TASK DATA:
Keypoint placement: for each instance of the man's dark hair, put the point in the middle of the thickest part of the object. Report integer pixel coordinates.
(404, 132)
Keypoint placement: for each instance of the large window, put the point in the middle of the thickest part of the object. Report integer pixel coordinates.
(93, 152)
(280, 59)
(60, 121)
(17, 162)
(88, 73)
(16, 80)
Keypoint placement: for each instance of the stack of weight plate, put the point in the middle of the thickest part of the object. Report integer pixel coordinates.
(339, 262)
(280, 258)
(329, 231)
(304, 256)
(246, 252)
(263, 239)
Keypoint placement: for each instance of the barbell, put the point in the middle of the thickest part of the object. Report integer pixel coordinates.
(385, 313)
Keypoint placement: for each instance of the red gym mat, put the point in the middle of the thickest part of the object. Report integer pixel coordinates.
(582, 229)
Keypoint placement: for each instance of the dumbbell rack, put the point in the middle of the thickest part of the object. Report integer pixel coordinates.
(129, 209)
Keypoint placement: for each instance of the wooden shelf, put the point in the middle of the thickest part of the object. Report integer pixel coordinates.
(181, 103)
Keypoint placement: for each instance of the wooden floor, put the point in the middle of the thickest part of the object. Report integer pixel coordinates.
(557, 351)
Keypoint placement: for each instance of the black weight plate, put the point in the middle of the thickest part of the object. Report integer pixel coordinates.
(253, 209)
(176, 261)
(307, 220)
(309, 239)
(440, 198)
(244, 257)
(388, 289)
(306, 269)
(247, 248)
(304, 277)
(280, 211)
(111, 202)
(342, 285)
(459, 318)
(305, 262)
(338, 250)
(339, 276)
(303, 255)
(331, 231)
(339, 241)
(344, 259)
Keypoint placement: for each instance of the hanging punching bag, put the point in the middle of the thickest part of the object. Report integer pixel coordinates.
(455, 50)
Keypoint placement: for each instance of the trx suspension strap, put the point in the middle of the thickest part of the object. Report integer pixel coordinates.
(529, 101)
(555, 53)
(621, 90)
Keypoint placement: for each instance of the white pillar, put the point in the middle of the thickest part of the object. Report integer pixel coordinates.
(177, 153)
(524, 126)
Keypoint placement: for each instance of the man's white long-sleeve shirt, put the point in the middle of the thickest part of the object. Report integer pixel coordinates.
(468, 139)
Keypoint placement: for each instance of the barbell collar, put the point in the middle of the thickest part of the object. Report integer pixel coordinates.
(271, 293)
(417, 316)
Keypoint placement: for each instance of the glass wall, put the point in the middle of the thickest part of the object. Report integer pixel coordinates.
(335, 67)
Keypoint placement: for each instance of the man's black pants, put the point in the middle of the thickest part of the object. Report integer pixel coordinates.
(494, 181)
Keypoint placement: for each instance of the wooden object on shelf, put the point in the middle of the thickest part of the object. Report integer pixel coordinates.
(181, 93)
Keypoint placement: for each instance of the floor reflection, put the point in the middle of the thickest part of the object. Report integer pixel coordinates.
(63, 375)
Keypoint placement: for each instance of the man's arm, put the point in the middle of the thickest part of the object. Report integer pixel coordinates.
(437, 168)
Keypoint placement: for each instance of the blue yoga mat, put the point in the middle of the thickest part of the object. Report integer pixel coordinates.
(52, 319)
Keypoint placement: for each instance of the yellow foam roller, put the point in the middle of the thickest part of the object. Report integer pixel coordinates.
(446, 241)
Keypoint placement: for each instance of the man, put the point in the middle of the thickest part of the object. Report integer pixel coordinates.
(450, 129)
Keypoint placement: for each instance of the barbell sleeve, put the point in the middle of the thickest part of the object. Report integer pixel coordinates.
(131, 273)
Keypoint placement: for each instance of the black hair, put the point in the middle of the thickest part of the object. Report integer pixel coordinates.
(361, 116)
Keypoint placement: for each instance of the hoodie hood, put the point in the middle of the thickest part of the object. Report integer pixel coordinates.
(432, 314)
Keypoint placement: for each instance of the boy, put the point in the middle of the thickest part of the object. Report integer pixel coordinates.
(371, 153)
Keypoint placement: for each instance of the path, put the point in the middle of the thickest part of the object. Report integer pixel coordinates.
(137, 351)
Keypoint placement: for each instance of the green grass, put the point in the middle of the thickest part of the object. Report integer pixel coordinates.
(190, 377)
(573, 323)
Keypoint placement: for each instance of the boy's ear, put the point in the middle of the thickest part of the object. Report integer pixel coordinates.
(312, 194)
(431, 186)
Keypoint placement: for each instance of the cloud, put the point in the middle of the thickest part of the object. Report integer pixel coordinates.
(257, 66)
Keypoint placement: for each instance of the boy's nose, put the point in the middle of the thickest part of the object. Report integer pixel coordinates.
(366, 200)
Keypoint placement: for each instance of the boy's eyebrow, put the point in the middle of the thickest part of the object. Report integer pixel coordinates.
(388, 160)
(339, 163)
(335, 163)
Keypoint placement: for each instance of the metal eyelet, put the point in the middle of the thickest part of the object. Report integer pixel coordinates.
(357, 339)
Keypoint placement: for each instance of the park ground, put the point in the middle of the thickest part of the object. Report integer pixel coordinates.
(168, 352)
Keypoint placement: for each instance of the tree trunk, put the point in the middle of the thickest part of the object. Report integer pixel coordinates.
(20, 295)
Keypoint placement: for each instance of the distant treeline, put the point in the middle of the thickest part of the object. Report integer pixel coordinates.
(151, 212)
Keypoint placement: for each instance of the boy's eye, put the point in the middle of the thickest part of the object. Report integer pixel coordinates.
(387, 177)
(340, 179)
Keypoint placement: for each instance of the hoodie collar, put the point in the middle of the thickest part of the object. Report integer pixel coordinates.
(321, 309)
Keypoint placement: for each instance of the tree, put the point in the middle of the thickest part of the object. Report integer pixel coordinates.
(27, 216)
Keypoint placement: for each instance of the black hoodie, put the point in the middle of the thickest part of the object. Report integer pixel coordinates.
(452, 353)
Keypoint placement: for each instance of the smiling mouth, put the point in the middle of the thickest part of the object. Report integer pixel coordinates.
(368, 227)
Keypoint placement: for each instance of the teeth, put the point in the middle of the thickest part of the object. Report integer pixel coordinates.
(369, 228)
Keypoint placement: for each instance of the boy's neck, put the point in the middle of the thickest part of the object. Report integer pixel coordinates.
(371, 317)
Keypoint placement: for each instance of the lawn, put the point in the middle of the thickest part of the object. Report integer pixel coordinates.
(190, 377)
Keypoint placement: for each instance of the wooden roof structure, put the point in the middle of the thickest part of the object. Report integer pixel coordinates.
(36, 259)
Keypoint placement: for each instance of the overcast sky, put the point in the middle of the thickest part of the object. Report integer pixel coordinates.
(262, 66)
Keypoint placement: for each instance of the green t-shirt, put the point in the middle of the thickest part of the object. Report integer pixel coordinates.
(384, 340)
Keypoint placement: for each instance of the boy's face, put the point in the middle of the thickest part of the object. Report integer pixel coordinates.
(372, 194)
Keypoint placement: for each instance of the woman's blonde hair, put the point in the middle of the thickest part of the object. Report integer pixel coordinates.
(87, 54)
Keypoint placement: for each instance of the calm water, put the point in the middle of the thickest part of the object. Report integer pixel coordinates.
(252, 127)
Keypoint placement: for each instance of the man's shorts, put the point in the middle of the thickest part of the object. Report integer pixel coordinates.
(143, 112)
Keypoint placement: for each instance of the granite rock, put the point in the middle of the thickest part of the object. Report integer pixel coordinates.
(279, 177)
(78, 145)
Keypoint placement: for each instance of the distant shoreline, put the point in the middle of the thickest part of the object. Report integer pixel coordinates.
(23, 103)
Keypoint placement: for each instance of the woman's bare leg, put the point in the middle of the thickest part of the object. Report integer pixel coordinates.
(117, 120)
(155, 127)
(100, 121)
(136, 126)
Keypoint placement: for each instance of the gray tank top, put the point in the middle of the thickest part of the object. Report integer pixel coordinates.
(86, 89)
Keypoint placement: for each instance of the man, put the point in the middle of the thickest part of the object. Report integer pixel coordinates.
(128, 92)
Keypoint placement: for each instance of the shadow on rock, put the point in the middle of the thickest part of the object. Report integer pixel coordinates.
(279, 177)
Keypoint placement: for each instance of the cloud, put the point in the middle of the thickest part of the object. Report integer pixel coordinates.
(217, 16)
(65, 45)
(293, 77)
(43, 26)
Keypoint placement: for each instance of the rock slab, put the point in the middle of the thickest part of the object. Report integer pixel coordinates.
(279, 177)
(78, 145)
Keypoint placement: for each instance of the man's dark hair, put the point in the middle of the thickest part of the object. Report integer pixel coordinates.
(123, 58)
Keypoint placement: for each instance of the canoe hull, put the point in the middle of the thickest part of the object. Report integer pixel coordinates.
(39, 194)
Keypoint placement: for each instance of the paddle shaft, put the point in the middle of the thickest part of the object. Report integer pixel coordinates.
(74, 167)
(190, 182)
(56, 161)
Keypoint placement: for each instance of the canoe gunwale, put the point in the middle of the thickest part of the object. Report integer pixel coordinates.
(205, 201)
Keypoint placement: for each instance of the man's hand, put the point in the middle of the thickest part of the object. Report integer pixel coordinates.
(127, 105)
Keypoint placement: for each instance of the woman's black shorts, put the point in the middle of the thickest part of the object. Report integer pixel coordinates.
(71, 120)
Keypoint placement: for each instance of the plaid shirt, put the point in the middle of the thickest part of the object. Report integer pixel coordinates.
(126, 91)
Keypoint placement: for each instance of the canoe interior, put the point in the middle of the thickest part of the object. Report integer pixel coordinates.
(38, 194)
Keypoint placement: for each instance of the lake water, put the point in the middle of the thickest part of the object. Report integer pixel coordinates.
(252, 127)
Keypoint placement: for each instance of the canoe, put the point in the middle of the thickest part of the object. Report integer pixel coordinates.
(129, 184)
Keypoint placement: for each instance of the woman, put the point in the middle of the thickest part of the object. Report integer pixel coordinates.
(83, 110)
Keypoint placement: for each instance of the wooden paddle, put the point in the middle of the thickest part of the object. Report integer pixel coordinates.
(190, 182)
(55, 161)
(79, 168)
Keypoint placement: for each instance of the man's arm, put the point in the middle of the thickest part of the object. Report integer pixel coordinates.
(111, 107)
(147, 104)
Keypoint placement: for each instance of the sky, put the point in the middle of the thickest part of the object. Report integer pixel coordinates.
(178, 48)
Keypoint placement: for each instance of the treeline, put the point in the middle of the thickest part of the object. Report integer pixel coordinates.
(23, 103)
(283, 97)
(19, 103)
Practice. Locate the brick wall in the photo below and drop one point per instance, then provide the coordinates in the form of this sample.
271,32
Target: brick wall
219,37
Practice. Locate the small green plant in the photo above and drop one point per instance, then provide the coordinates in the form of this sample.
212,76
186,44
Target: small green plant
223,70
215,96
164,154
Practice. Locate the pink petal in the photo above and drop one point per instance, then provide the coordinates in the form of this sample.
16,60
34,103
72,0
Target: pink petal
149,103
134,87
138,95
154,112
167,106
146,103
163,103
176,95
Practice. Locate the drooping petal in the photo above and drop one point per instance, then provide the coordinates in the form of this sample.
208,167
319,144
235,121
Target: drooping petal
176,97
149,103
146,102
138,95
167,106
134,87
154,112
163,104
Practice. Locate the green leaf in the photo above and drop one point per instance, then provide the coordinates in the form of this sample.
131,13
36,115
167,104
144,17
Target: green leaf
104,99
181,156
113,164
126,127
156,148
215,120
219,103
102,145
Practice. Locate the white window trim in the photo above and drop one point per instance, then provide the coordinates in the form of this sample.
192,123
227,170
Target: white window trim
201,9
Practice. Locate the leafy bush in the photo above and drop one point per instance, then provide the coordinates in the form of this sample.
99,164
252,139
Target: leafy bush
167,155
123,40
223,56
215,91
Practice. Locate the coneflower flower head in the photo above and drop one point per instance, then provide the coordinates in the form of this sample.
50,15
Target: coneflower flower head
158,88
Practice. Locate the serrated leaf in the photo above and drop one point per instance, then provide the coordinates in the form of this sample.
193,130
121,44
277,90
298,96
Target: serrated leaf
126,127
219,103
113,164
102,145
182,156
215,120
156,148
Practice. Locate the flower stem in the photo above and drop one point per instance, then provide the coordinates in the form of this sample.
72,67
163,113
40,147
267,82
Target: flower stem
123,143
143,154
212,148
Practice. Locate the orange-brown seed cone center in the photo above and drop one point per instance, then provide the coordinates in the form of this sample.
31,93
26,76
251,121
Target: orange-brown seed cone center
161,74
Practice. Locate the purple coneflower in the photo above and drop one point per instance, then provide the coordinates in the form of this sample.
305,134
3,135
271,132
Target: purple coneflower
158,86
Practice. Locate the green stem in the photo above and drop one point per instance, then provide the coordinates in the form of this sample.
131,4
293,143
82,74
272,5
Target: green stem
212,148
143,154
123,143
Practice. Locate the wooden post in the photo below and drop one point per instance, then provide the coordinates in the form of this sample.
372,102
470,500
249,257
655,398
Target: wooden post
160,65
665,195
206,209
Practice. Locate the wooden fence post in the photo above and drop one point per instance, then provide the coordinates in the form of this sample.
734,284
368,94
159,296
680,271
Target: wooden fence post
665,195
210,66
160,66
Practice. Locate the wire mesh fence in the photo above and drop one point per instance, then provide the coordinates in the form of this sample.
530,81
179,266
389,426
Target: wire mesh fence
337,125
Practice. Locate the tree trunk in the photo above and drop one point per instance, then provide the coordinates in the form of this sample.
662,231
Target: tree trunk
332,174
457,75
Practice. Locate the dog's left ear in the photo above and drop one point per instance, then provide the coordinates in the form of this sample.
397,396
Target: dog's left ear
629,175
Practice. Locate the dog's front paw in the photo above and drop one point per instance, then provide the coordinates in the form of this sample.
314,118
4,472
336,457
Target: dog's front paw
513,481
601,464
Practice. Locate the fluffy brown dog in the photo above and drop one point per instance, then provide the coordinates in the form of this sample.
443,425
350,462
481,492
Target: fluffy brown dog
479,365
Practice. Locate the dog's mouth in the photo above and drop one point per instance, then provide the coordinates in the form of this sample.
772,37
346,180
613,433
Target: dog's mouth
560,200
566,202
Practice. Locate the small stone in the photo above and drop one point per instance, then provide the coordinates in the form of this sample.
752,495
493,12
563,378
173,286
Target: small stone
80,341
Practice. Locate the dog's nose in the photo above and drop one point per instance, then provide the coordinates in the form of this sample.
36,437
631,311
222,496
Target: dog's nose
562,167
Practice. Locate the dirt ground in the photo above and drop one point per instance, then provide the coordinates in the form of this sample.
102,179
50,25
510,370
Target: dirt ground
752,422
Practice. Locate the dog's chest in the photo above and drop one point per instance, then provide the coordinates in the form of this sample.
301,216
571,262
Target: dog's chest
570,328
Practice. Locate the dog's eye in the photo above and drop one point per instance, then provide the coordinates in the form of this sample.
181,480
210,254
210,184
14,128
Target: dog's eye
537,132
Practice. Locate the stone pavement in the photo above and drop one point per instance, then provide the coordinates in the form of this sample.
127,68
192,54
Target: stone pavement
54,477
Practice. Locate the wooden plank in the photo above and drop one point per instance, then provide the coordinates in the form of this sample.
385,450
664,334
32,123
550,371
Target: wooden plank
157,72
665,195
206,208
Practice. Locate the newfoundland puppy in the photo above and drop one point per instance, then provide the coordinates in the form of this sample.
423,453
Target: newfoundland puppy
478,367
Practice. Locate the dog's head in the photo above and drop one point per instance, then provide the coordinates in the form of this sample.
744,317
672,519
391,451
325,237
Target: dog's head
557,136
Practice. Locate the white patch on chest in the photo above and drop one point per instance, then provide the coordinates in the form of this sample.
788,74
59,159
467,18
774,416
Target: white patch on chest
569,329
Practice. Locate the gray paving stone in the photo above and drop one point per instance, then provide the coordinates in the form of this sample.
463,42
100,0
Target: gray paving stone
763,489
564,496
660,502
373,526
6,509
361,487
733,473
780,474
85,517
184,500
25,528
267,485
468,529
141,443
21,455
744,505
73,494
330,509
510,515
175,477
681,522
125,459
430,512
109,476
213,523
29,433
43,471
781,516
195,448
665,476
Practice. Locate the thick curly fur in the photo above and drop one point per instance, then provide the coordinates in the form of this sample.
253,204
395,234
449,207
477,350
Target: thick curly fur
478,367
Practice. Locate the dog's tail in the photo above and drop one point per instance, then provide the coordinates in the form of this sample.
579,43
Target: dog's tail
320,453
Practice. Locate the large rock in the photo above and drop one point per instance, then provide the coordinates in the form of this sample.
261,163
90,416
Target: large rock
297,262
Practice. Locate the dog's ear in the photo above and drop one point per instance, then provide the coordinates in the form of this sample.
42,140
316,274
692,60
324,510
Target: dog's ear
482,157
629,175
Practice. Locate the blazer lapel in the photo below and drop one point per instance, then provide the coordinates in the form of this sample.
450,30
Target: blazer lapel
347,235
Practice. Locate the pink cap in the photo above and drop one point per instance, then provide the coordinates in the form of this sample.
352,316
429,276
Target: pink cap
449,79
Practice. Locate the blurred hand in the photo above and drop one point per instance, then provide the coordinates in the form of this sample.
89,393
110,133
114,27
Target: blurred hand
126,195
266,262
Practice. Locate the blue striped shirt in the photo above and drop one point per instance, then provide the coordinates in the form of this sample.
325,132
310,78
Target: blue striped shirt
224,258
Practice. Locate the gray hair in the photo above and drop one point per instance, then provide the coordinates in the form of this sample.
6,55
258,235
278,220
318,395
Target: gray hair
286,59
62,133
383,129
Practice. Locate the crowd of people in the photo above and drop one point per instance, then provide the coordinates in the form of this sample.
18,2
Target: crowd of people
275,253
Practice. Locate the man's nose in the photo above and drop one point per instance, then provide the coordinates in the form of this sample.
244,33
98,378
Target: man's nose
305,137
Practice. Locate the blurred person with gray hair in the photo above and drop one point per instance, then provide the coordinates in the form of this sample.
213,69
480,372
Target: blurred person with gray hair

WHAT YOU SHOULD DO:
Go over the listing above and copy out each line that includes "below".

PROBLEM SOLUTION:
Practice. Locate the brick wall in the photo below and drop one point per instance, then provide the coordinates in the form of this sample.
Practice. Locate the wooden post in the photo below and drop one point per instance, then provide the coordinates in the form of this sample.
Practice. Locate the blazer lapel in the photo below and drop one point per instance, then provide the coordinates in the form of this sample.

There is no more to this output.